* TASK DETAILS: Scan the records below for the line containing "like [462, 45]." and the line containing "like [436, 165].". Copy both, plus every line between, exactly.

--- ENTRIES PROVIDED ---

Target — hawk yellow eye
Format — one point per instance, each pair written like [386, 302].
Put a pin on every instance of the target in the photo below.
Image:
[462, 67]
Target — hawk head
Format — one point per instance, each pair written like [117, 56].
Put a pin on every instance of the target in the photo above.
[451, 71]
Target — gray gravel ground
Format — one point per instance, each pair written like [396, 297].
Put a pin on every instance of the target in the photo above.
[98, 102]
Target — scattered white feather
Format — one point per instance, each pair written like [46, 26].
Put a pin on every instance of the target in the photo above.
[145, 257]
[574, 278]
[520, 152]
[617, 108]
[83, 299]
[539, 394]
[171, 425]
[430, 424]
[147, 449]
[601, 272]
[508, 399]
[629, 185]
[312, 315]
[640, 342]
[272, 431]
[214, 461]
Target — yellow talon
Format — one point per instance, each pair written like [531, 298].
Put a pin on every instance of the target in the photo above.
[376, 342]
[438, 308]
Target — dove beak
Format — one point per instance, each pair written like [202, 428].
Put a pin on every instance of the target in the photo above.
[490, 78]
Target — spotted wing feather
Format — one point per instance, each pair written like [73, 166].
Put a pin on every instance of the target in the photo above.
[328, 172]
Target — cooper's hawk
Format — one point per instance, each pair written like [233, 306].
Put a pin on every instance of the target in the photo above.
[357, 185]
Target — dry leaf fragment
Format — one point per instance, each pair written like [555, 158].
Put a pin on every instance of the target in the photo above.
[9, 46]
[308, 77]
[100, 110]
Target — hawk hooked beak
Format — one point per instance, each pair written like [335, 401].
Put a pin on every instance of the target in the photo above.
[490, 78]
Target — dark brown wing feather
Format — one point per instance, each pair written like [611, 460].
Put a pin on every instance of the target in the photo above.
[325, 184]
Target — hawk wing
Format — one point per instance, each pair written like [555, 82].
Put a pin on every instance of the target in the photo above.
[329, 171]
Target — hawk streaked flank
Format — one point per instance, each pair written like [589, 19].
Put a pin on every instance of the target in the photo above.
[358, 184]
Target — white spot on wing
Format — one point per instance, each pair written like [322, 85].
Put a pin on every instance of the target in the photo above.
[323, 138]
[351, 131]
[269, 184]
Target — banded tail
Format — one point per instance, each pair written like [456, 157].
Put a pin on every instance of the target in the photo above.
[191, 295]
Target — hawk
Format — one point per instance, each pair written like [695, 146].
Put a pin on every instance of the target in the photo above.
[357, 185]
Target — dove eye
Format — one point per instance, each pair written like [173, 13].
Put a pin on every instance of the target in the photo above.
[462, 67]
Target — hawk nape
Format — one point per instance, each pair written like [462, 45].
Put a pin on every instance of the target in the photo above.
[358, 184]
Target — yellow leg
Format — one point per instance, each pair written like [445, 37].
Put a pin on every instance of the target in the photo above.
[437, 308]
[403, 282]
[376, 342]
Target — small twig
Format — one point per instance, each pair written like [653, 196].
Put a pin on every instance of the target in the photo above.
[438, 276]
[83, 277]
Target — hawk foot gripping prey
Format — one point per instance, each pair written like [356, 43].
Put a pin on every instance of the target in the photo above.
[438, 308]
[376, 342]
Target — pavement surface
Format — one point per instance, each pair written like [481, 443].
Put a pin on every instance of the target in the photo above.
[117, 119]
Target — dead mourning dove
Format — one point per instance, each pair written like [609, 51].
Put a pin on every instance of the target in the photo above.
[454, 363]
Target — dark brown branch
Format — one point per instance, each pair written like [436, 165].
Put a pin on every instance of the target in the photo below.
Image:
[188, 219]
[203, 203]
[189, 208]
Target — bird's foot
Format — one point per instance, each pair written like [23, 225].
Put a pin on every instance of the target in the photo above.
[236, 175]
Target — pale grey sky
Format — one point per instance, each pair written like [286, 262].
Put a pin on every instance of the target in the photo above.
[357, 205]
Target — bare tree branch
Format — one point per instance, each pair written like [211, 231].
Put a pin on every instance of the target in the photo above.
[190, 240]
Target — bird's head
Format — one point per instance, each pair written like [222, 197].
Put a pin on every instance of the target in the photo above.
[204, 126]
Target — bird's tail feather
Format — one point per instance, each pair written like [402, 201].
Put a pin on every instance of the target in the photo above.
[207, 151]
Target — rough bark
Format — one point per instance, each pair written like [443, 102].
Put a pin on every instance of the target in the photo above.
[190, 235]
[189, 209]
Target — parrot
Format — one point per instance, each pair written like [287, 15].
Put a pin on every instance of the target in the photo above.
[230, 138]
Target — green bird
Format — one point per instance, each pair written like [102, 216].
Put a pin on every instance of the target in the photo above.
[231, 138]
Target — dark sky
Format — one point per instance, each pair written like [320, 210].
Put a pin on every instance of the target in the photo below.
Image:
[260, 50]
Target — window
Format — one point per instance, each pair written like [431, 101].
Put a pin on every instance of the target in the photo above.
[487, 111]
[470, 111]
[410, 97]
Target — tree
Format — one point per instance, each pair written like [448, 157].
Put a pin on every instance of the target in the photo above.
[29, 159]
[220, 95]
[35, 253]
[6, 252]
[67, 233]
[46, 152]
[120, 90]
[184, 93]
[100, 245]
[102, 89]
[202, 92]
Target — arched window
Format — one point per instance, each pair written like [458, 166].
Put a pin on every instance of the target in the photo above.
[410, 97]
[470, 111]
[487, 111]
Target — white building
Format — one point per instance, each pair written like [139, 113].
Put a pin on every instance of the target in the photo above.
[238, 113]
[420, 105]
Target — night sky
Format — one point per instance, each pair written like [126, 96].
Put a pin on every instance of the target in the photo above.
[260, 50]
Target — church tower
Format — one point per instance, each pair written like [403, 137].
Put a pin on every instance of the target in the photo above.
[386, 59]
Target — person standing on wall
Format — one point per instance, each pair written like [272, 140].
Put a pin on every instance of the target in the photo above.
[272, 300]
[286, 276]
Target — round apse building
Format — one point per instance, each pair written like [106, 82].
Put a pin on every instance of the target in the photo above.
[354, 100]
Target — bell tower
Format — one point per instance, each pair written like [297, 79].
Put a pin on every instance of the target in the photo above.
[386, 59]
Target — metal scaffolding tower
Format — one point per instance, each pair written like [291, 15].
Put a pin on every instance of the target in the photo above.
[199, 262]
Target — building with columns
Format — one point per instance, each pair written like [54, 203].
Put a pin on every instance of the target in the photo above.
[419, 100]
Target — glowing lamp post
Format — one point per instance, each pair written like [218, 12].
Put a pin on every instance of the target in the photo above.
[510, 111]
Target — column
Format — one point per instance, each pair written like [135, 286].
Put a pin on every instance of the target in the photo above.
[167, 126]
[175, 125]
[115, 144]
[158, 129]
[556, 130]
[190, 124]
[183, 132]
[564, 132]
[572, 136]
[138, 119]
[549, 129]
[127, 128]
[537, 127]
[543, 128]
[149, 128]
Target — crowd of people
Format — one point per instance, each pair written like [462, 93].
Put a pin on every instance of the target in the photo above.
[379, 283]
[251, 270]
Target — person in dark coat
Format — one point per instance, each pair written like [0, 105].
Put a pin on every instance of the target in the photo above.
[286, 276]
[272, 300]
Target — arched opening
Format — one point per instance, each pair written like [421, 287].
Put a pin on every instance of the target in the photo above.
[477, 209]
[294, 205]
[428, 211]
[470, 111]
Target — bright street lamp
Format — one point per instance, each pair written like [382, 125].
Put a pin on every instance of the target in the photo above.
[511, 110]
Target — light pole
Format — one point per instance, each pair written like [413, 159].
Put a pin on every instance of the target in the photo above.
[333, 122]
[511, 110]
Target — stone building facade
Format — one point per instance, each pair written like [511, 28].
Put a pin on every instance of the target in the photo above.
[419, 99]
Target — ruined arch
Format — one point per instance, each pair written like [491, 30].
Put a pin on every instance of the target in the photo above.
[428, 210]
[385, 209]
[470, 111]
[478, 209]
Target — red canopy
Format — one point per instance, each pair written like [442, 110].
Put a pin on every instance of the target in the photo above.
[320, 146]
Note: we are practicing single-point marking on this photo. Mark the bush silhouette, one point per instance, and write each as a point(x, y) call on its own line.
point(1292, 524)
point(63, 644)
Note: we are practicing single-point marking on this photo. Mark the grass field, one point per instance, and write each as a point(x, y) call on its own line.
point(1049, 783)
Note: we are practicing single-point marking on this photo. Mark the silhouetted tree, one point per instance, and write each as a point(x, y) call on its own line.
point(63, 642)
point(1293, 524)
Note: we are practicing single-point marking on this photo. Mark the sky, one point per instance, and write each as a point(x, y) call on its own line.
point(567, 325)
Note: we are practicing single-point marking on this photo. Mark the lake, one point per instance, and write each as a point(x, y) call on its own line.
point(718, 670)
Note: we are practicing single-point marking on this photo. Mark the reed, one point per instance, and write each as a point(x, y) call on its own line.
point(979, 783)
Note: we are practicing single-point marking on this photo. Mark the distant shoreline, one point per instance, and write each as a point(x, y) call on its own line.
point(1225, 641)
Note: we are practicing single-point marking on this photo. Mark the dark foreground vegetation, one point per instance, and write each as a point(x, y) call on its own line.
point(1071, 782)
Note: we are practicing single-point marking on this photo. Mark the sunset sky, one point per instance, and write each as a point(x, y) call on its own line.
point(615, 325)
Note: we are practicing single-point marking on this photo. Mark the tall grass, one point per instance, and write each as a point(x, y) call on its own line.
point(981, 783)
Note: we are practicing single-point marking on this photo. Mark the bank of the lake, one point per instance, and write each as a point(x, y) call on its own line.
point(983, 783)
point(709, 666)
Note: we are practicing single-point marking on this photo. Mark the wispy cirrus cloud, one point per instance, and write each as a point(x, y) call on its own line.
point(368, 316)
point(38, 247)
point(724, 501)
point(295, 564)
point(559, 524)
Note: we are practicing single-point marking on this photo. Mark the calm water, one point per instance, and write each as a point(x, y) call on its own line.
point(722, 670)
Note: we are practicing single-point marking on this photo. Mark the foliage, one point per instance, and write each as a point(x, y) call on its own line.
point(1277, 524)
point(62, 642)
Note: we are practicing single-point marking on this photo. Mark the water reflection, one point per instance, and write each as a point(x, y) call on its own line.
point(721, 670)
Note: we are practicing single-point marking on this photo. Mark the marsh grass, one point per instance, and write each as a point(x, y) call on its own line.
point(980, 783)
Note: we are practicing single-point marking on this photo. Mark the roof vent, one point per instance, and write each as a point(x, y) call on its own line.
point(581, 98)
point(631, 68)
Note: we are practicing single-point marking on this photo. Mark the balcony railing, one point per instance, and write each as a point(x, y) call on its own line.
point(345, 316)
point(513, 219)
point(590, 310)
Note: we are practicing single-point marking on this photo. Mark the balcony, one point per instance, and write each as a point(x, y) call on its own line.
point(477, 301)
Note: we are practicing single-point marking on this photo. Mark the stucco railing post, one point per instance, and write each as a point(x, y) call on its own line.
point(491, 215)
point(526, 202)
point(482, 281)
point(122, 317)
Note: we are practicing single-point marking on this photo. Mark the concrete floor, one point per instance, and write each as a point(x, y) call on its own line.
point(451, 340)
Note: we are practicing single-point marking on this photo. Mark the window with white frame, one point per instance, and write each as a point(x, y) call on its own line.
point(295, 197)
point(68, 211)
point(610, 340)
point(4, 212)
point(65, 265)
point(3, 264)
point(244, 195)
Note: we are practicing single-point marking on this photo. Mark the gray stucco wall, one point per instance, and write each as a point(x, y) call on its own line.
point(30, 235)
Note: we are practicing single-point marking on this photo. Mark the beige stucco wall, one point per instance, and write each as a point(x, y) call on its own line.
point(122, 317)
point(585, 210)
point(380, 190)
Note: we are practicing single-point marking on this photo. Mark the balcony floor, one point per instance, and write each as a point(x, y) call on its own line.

---

* RESPONSE TO THIS TASK:
Format — one point per instance, each pair written like [462, 45].
Put a pin on every instance of the target in the photo above.
[358, 184]
Target — yellow leg
Format — one point per instance, each pair written like [445, 37].
Put a pin on every instance of the target in the photo above.
[437, 308]
[403, 282]
[376, 342]
Target — small twig
Format — one point per instance, each pair written like [653, 196].
Put a pin on every instance of the target in the photo above.
[438, 276]
[83, 277]
Target — hawk foot gripping prey
Format — one point per instance, each pair written like [356, 43].
Put a pin on every instance of the target in the photo above.
[438, 308]
[376, 342]
Target — pavement surface
Format — one point per instance, each pair written like [481, 443].
Put a pin on every instance of the target in the photo above.
[117, 119]
Target — dead mourning dove
Format — one point per instance, each pair written like [609, 51].
Put a pin on every instance of the target in the photo above.
[454, 363]
Target — dark brown branch
Format — one point per instance, each pair written like [436, 165].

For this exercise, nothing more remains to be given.